--- Material to process ---

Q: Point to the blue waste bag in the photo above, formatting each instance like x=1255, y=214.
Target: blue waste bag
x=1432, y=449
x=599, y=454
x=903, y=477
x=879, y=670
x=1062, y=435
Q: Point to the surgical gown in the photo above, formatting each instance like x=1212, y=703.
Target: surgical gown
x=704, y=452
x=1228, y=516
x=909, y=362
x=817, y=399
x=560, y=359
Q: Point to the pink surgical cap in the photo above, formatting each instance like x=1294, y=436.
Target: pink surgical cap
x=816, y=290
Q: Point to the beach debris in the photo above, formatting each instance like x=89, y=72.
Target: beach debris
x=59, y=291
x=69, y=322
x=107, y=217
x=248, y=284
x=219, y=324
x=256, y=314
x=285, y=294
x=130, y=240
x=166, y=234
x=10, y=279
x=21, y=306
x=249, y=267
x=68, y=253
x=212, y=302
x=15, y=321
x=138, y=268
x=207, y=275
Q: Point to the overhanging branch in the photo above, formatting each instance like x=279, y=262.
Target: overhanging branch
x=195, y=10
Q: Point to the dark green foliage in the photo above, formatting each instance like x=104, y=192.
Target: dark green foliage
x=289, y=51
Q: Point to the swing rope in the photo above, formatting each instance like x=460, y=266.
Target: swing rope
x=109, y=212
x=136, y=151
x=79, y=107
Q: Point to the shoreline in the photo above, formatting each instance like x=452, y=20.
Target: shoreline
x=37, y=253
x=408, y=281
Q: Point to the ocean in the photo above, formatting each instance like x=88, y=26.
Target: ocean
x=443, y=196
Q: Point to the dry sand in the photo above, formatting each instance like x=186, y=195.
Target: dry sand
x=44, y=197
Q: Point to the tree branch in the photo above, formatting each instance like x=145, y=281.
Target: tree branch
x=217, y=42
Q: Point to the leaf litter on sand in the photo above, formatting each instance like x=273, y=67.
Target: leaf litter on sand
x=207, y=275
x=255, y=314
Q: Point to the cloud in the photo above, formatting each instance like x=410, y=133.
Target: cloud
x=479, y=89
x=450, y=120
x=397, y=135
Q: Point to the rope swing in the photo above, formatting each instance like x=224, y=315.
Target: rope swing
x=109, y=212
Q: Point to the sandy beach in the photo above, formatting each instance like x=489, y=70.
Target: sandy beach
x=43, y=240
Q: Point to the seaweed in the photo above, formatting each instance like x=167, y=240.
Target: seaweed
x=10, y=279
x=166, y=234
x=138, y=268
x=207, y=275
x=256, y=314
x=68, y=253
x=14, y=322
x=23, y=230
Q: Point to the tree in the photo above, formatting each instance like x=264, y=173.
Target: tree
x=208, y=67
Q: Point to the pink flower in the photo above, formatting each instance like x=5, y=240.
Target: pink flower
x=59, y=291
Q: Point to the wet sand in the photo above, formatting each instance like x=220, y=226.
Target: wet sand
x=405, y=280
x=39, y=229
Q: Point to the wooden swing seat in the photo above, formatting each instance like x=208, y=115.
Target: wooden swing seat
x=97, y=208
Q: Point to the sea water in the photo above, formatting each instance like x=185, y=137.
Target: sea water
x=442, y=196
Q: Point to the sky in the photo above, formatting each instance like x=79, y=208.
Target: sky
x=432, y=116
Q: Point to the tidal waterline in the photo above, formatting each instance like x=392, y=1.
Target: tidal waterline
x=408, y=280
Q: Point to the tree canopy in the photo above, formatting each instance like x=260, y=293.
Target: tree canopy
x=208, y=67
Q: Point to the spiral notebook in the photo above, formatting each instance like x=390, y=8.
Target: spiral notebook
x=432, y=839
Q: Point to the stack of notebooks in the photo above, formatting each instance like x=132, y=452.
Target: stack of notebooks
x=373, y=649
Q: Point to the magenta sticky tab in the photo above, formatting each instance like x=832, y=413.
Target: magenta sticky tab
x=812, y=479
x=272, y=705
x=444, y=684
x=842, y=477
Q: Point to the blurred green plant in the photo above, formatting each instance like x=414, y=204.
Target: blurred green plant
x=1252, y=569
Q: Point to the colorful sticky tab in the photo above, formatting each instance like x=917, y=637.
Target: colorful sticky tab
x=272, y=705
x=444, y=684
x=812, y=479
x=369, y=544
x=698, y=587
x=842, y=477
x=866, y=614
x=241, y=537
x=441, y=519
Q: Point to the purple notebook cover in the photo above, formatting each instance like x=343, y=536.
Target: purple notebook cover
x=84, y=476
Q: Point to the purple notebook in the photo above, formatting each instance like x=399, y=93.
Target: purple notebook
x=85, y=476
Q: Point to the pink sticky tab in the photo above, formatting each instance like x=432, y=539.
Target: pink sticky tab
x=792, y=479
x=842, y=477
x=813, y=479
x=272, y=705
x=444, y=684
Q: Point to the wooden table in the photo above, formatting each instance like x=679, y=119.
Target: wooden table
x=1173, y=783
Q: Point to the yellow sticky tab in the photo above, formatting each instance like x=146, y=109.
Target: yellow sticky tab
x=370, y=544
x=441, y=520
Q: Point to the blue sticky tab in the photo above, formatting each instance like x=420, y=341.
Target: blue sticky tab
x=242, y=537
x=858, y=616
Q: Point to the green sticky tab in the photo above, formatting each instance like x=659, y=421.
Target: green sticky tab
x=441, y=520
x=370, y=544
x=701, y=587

---

Goal >> Copy everything from the line containing "Q: Point to the blue sticky" down to the end of the records, keeping each line unchanged.

Task solution >>
Q: Point to the blue sticky tab in the photo above, formatting each instance like x=420, y=341.
Target: blue sticky tab
x=242, y=537
x=858, y=616
Q: Point to the green sticky tab in the photo above, formatting each instance like x=659, y=421.
Target: green sticky tab
x=441, y=520
x=370, y=544
x=701, y=587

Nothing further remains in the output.